Given passage
********
PhD Defense in Digital Media: ”Towards Human-in-the-Loop Computational Rhythm Analysis in Challenging Musical Conditions”

Candidate:
António Humberto e Sá Pinto

Date, Time and Place:
September 8, 14:30, Sala de Atos FEUP

President of the Jury:
António Fernando Vasconcelos Cunha Castro Coelho, PhD, Associate Professor with Habilitation, Faculdade de Engenharia da Universidade do Porto;

Members:
Magdalena Fuentes, PhD, Assistant Professor, Music and Audio Research Lab (MARL) and Integrated Design & Media (IDM), New York University (NYU);
Jason Hockman, PhD, Associate Professor, School of Computing and Digital Technology (DMT), Birmingham City University (UK);
Matthew Edward Price Davies, PhD, Senior Scientist,  SiriusXM/Pandora (USA) – (Supervisor);
Rui Pedro da Silva Nóbrega, PhD, Assistant Professor, Departamento de Informática, Faculdade de Ciências e Tecnologia da Universidade Nova de Lisboa;
Aníbal João de Sousa Ferreira, Associate Professor, Departamento de Engenharia Eletrotécnica e de Computadores, Faculdade de Engenharia da Universidade do Porto.
********
Data listing
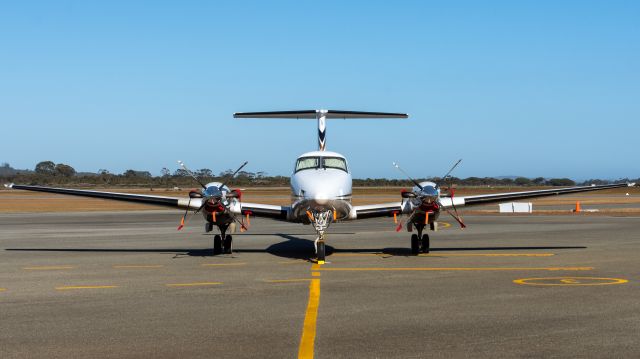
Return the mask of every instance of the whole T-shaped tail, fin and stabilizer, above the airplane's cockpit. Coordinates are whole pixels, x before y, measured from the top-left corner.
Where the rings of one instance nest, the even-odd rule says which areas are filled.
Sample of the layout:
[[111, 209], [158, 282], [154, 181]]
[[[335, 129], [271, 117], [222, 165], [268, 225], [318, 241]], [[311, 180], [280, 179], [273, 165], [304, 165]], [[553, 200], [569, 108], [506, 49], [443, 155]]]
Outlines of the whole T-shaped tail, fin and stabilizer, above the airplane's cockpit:
[[234, 118], [285, 118], [285, 119], [316, 119], [318, 121], [318, 150], [327, 147], [327, 119], [353, 118], [408, 118], [406, 113], [393, 112], [363, 112], [342, 110], [302, 110], [302, 111], [271, 111], [271, 112], [236, 112]]

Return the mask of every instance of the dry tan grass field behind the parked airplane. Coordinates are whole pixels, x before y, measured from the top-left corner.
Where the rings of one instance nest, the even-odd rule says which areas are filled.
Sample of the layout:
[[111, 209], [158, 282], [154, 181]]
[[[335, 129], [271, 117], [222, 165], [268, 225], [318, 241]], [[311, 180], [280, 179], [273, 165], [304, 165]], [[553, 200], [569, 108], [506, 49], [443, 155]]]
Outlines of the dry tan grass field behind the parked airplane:
[[[537, 188], [526, 188], [533, 190]], [[125, 192], [137, 194], [151, 194], [168, 197], [186, 197], [188, 189], [181, 191], [167, 189], [97, 189], [100, 191]], [[353, 204], [372, 204], [396, 202], [400, 199], [399, 187], [356, 187], [353, 190]], [[498, 192], [522, 191], [523, 188], [459, 188], [456, 195], [466, 196], [473, 194], [488, 194]], [[630, 196], [625, 196], [629, 193]], [[247, 188], [243, 190], [243, 200], [275, 205], [288, 205], [291, 203], [290, 190], [287, 187], [274, 188]], [[612, 190], [588, 192], [559, 197], [546, 197], [535, 199], [535, 205], [573, 205], [576, 201], [587, 206], [601, 204], [640, 204], [640, 188], [616, 188]], [[640, 207], [640, 206], [638, 206]], [[52, 193], [30, 192], [20, 190], [0, 190], [0, 213], [10, 212], [84, 212], [84, 211], [131, 211], [154, 210], [161, 207], [134, 204], [128, 202], [93, 199], [76, 196], [56, 195]], [[469, 214], [497, 213], [495, 211], [466, 210]], [[566, 211], [536, 211], [540, 214], [566, 214]], [[598, 214], [638, 214], [640, 208], [601, 209]]]

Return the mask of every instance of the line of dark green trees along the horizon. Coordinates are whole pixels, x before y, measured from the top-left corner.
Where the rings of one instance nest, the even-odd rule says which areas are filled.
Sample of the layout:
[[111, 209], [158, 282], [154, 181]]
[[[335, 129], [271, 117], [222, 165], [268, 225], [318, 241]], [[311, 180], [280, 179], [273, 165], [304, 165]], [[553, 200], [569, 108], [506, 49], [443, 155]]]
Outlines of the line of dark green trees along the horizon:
********
Activity A
List the names of the jury members shown under "Members:" in the defense announcement.
Activity B
According to the defense announcement, which jury member is the candidate's supervisor?

Exercise output A
Magdalena Fuentes
Jason Hockman
Matthew Edward Price Davies
Rui Pedro da Silva Nóbrega
Aníbal João de Sousa Ferreira

Exercise output B
Matthew Edward Price Davies